- INSTRUCTIONS:
• 1. Return everything in the commit diff from "Fix a distribution" down to "selected_gpus_num = len(selected_gpus)".
• 2. Write the next part of the commit diff for the distribution bug fix, picking up after its last line.

- PROVIDED PASSAGE:

[START]

Fix a distribution bug and cleanup some not need logs. (#22381)

ad2bc0c3 · gongweibao · Tao Luo · 7b0692a6 · ad2bc0c3 · ad2bc0c3
3 changed file
--- a/python/paddle/distributed/launch.py
+++ b/python/paddle/distributed/launch.py
@@ -202,6 +202,16 @@ paddlecloud environment.".format(args.cluster_node_ips, node_ips))
            ]
    selected_gpus_num = len(selected_gpus)

+    if args.use_paddlecloud and num_nodes > 1:
+        cloud_paddle_port = os.getenv("PADDLE_PORT", "")
+        cloud_paddle_port_num = os.getenv("PADDLE_PORTS_NUM", "")
+        if cloud_paddle_port != "" and cloud_paddle_port_num != "":
+            cloud_paddle_port_num = int(cloud_paddle_port_num)
+            if cloud_paddle_port_num >= selected_gpus_num:
+                args.started_port = int(cloud_paddle_port)
+                logger.warning("Use Cloud specified port:{}.".format(
+                    cloud_paddle_port))
+
    trainers_endpoints = ""
    for ip in node_ips:
        for i in range(selected_gpus_num):

--- a/python/paddle/fluid/tests/unittests/CMakeLists.txt
+++ b/python/paddle/fluid/tests/unittests/CMakeLists.txt
@@ -7,13 +7,13 @@ file(GLOB DIST_TEST_OPS RELATIVE "${CMAKE_CURRENT_SOURCE_DIR}" "test_dist_*.py")

[END]

- DATA BLOCK:
[START]

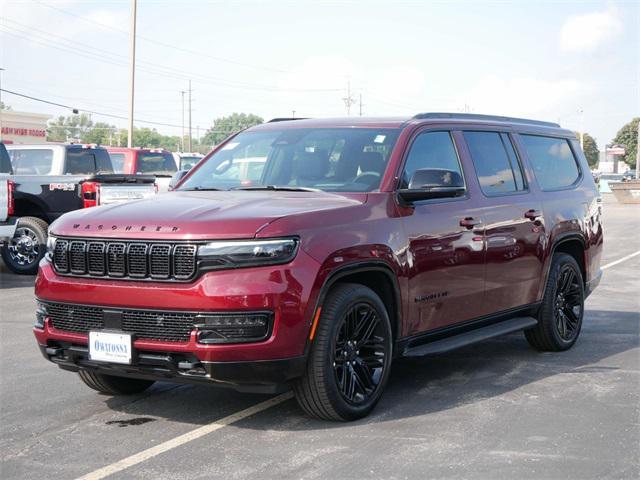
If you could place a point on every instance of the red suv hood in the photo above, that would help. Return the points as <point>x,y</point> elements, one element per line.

[END]

- ANSWERS PER TASK:
• 1.
Fix a distribution bug and cleanup some not need logs. (#22381)

ad2bc0c3 · gongweibao · Tao Luo · 7b0692a6 · ad2bc0c3 · ad2bc0c3
3 changed file
--- a/python/paddle/distributed/launch.py
+++ b/python/paddle/distributed/launch.py
@@ -202,6 +202,16 @@ paddlecloud environment.".format(args.cluster_node_ips, node_ips))
            ]
    selected_gpus_num = len(selected_gpus)

• 2.
 string(REPLACE ".py" "" DIST_TEST_OPS "${DIST_TEST_OPS}")
 list(APPEND DIST_TEST_OPS test_parallel_dygraph_mnist)
 list(APPEND DIST_TEST_OPS test_parallel_dygraph_se_resnext)
+list(APPEND DIST_TEST_OPS test_listen_and_serv_op)
 set(MIXED_DIST_TEST_OPS ${DIST_TEST_OPS})
 #remove distribute unittests.
 list(APPEND MIXED_DIST_TEST_OPS test_dgc_op)
 list(APPEND MIXED_DIST_TEST_OPS test_dgc_momentum_op)
 list(APPEND MIXED_DIST_TEST_OPS test_dgc_optimizer)
 list(APPEND MIXED_DIST_TEST_OPS test_simple_dist_transpiler)
-list(APPEND MIXED_DIST_TEST_OPS test_listen_and_serv_op)
 list(APPEND MIXED_DIST_TEST_OPS test_nce_remote_table_op)
 list(APPEND MIXED_DIST_TEST_OPS test_recv_save_op)
 list(APPEND MIXED_DIST_TEST_OPS test_transpiler_ops)
@@ -288,7 +288,6 @@ if(WITH_DISTRIBUTE)
        list(REMOVE_ITEM DIST_TEST_OPS "test_dist_se_resnext_dgc")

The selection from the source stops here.